Su trabajo y dedicación de toda una vida fueron premiados con diez hijos profesionales de los cuales se siente orgullosa: Miriam, Mirna, Fermín, Silvia, Olga, José Alfredo, Richard, Jhon, Mayerling y Solveig. De ellos, Richard y Solveig decidieron dedicarse a la medicina. La segunda está próxima a graduarse, pero Richard, a punto de iniciar el doctorado y con una plaza de profesor en la Facultad de Medicina de la Universidad de Carabobo, decidió volver a Choroní para lidiar con las deficiencias del pueblo en materia de salud.
Para una población aproximada de diez mil habitantes, sin contar a los turistas, en los pueblos de Choroní, Puerto Colombia, Chuao, Cepe y Tuja sólo cuentan con cinco médicos en rotación que suelen pasar hasta cinco días de guardia. En una de esas jornadas maratónicas, Richard se encontró de frente con el infarto de su madre. La habían llevado al ambulatorio con un fuerte dolor en el pecho y tras hacerle el electrocardiograma su hijo la envió a Maracay en una ambulancia. “Al principio me dio miedo, pero después se me pasó”, recuerda Mamá Olga.

> **Datos para revisar**:
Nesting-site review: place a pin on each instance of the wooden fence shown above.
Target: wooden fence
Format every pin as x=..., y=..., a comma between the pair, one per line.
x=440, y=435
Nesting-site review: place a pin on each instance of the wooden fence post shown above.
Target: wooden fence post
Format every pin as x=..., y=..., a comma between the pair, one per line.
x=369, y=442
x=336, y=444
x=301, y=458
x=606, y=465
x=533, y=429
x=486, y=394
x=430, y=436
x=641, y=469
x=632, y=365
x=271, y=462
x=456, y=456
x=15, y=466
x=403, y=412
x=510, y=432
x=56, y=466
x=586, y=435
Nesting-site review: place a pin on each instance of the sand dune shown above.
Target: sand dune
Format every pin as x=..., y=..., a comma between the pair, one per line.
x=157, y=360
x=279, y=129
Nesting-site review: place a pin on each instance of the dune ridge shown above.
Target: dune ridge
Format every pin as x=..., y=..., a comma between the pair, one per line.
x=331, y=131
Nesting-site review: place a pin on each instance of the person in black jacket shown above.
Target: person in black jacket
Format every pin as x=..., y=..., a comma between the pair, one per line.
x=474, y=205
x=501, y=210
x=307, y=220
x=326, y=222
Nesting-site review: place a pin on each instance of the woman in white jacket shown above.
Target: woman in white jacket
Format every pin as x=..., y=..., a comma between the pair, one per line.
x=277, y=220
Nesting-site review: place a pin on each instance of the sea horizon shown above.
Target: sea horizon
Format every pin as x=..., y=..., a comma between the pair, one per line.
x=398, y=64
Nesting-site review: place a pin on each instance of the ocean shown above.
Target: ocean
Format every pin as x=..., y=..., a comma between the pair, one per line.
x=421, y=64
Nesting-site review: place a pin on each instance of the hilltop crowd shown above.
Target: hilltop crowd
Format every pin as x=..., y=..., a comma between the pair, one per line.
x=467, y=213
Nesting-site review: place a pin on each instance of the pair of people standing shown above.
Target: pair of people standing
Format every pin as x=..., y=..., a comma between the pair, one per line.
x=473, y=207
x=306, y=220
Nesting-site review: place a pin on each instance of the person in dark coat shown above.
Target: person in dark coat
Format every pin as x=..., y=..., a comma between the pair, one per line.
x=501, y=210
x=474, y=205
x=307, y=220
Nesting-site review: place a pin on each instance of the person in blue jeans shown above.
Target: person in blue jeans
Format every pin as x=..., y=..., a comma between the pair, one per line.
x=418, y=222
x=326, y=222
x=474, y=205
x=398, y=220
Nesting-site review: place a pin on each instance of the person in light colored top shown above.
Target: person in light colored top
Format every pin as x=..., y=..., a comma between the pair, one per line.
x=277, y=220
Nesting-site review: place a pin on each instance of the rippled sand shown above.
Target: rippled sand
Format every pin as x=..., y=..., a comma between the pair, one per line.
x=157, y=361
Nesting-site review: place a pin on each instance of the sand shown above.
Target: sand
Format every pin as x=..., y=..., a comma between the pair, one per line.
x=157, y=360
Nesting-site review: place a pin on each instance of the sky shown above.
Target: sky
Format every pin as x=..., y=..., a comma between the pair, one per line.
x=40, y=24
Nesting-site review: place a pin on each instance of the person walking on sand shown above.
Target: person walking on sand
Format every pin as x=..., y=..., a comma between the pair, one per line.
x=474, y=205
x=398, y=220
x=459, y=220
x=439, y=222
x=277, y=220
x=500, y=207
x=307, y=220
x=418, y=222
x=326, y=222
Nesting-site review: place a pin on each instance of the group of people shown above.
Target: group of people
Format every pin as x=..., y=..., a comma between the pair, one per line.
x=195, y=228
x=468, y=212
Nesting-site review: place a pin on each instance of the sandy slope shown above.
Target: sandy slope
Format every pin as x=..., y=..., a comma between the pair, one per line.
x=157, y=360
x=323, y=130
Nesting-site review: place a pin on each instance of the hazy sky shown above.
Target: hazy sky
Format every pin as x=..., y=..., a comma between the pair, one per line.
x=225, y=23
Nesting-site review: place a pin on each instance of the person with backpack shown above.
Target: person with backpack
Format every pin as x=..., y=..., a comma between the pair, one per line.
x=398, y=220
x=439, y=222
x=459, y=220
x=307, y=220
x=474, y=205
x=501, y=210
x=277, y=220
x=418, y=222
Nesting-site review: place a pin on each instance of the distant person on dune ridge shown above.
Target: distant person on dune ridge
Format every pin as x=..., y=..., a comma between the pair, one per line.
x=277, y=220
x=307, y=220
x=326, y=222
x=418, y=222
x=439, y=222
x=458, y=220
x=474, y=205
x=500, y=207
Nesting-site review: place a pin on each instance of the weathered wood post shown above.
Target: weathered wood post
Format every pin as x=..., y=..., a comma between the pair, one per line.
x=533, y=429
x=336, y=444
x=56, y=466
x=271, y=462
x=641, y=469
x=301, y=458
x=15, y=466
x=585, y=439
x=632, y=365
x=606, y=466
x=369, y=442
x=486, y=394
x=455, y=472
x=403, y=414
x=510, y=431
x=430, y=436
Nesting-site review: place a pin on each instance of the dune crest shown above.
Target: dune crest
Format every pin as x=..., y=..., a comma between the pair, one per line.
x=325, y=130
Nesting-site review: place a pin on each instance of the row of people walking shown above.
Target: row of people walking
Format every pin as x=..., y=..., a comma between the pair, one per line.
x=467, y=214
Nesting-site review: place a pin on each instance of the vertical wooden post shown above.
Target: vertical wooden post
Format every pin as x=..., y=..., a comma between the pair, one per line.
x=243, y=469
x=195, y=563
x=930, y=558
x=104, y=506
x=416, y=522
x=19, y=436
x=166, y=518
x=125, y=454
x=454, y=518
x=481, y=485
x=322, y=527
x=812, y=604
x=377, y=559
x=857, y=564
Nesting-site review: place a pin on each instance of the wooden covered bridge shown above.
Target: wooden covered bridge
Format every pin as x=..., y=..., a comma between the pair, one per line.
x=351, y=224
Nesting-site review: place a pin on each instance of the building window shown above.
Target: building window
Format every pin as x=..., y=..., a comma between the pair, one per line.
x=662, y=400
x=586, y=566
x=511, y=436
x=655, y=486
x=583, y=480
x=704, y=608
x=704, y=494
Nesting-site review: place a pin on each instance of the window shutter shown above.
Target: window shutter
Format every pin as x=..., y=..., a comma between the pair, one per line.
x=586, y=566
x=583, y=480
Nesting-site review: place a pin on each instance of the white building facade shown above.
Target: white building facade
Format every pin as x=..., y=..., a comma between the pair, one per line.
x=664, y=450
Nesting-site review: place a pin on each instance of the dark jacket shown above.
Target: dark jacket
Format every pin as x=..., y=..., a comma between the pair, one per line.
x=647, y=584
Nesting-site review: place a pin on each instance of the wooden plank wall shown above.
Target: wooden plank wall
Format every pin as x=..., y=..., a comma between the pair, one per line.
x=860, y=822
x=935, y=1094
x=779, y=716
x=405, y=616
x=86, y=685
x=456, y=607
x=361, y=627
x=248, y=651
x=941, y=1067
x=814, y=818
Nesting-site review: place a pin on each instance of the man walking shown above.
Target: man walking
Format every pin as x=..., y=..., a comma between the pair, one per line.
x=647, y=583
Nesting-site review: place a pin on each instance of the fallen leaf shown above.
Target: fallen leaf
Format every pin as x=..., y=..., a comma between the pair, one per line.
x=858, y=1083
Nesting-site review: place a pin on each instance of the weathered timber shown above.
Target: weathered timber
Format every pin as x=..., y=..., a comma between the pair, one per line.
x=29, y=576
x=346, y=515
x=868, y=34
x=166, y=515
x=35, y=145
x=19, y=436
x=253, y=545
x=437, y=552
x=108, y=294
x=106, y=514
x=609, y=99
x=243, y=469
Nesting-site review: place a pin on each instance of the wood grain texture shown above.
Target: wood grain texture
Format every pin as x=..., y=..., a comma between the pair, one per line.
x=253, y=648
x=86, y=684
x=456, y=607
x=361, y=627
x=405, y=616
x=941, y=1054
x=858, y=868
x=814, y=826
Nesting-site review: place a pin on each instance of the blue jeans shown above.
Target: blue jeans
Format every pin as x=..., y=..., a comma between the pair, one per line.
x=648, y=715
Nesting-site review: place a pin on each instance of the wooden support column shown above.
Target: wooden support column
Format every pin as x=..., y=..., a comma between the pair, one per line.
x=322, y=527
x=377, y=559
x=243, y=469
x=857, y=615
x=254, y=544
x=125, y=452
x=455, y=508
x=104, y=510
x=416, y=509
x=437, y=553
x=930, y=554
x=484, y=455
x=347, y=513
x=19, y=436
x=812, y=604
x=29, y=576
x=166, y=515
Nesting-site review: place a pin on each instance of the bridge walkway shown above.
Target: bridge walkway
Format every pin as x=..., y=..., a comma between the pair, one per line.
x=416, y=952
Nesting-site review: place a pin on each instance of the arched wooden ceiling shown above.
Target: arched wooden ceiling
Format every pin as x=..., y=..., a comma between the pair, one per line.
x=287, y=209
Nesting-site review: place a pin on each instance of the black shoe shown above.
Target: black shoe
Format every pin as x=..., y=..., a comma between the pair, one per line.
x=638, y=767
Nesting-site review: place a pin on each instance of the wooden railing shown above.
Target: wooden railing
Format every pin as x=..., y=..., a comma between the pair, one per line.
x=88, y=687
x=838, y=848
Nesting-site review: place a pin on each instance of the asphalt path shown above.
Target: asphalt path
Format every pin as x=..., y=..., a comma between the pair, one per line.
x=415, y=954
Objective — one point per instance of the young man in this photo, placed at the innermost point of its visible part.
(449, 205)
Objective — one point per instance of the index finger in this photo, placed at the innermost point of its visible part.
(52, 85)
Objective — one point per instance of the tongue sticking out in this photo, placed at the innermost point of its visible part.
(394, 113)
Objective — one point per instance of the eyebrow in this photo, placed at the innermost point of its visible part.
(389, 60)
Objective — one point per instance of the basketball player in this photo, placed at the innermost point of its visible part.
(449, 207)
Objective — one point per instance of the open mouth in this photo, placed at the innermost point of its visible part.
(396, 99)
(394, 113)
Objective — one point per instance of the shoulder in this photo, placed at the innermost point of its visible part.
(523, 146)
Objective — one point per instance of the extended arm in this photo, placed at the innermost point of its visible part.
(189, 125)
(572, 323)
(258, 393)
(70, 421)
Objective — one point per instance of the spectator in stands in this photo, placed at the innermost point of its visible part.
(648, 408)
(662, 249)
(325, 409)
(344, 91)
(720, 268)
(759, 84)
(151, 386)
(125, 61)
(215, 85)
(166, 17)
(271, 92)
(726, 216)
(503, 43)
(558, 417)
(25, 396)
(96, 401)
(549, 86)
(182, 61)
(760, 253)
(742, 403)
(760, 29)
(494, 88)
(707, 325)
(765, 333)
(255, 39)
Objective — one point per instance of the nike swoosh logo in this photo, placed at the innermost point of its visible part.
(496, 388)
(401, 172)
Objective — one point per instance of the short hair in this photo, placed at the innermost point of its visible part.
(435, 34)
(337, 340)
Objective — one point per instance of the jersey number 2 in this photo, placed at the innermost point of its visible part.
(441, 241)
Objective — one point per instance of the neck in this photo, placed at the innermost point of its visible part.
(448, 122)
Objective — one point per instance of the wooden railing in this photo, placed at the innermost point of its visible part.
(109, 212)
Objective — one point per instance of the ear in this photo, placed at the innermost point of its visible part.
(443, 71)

> **Actividad**: Cita, por favor, el texto de lectura completo y sin ningún cambio. Apóyate únicamente en el texto de lectura, no en los datos.

> **Respuesta**:
Su trabajo y dedicación de toda una vida fueron premiados con diez hijos profesionales de los cuales se siente orgullosa: Miriam, Mirna, Fermín, Silvia, Olga, José Alfredo, Richard, Jhon, Mayerling y Solveig. De ellos, Richard y Solveig decidieron dedicarse a la medicina. La segunda está próxima a graduarse, pero Richard, a punto de iniciar el doctorado y con una plaza de profesor en la Facultad de Medicina de la Universidad de Carabobo, decidió volver a Choroní para lidiar con las deficiencias del pueblo en materia de salud.
Para una población aproximada de diez mil habitantes, sin contar a los turistas, en los pueblos de Choroní, Puerto Colombia, Chuao, Cepe y Tuja sólo cuentan con cinco médicos en rotación que suelen pasar hasta cinco días de guardia. En una de esas jornadas maratónicas, Richard se encontró de frente con el infarto de su madre. La habían llevado al ambulatorio con un fuerte dolor en el pecho y tras hacerle el electrocardiograma su hijo la envió a Maracay en una ambulancia. “Al principio me dio miedo, pero después se me pasó”, recuerda Mamá Olga.